● **TASK DATA**
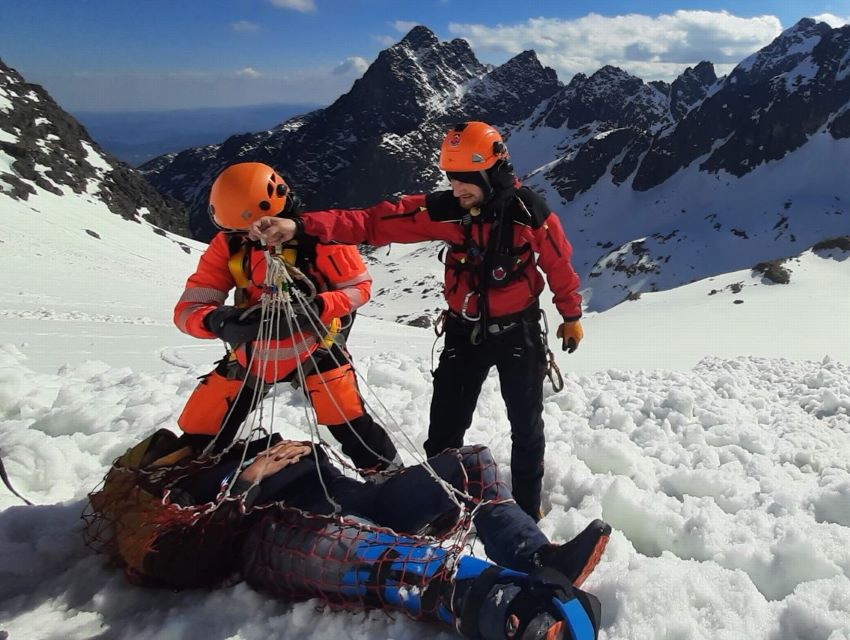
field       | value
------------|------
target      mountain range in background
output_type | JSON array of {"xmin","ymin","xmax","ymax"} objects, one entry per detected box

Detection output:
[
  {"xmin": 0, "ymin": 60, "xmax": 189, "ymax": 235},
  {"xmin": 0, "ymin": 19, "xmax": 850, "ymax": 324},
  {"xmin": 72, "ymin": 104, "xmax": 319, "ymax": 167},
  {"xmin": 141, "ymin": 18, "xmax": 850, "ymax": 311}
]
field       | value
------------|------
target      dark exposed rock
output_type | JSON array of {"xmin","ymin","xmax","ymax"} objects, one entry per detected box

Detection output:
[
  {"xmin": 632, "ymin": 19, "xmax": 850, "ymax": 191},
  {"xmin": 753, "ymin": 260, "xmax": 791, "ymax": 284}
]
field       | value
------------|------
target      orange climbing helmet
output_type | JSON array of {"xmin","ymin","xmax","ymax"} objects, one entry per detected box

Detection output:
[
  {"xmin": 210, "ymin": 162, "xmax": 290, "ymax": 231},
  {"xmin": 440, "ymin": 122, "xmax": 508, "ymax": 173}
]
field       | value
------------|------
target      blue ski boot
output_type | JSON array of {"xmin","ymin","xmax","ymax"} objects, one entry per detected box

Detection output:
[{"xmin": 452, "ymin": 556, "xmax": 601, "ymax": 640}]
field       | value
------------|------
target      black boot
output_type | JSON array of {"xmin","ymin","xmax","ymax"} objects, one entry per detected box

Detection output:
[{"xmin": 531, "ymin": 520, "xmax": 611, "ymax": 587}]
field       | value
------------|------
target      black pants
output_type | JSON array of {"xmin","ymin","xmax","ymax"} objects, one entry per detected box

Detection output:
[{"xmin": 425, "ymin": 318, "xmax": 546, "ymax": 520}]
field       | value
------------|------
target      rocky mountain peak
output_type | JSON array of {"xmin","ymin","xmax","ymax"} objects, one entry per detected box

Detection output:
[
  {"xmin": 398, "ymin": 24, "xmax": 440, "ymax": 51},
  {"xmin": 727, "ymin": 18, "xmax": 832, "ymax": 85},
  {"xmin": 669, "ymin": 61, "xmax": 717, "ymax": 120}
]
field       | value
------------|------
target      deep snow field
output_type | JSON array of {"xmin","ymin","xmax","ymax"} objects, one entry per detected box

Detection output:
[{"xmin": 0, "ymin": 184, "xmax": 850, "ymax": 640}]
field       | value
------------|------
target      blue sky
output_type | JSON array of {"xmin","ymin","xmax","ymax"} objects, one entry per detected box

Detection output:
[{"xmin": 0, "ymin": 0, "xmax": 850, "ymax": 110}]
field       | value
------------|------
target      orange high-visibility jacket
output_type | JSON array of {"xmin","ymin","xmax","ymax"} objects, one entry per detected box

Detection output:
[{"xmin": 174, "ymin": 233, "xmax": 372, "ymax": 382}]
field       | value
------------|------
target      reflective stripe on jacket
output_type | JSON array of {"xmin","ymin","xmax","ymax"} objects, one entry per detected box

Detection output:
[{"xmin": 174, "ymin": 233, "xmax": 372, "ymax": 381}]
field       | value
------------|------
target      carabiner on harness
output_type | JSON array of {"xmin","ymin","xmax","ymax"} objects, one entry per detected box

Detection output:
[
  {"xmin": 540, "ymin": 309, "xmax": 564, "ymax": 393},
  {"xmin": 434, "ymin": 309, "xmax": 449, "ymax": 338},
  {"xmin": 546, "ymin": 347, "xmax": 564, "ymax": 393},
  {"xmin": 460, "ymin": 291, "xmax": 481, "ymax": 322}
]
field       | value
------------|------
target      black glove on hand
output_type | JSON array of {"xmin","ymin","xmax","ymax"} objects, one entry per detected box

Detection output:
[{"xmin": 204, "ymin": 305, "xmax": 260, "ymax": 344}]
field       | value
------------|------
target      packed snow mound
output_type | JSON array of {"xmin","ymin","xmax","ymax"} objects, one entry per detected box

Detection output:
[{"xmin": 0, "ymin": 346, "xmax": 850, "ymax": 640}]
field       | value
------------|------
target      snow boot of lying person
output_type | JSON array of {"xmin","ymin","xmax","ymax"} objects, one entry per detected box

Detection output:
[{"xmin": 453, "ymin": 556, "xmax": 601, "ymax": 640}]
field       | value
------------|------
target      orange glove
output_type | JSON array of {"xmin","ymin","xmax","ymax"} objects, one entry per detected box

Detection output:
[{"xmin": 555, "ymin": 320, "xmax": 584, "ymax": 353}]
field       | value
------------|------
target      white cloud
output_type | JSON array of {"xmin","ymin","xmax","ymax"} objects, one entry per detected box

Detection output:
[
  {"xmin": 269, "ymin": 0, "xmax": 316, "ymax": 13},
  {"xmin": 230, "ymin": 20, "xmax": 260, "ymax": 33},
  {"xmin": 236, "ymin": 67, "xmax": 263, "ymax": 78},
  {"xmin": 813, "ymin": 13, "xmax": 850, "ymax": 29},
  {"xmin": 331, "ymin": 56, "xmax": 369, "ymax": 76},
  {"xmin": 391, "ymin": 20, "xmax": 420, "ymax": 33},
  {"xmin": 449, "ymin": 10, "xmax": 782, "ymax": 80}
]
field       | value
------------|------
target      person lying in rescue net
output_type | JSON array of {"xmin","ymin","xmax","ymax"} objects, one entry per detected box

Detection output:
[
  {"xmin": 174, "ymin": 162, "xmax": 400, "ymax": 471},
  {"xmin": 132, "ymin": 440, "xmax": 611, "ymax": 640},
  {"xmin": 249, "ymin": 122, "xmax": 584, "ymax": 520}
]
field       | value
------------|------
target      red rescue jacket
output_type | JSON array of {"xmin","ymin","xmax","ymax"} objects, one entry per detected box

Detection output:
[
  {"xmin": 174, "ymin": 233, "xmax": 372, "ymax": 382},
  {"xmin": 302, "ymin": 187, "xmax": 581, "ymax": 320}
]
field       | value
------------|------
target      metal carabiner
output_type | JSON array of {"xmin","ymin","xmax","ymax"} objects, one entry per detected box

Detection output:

● **EXERCISE PROMPT**
Find each line in the items above that contains the word "snow", and copy out every one of those lines.

● **WRITTEN SOLUTION**
target      deep snow field
target      packed snow mound
target      snow boot of lying person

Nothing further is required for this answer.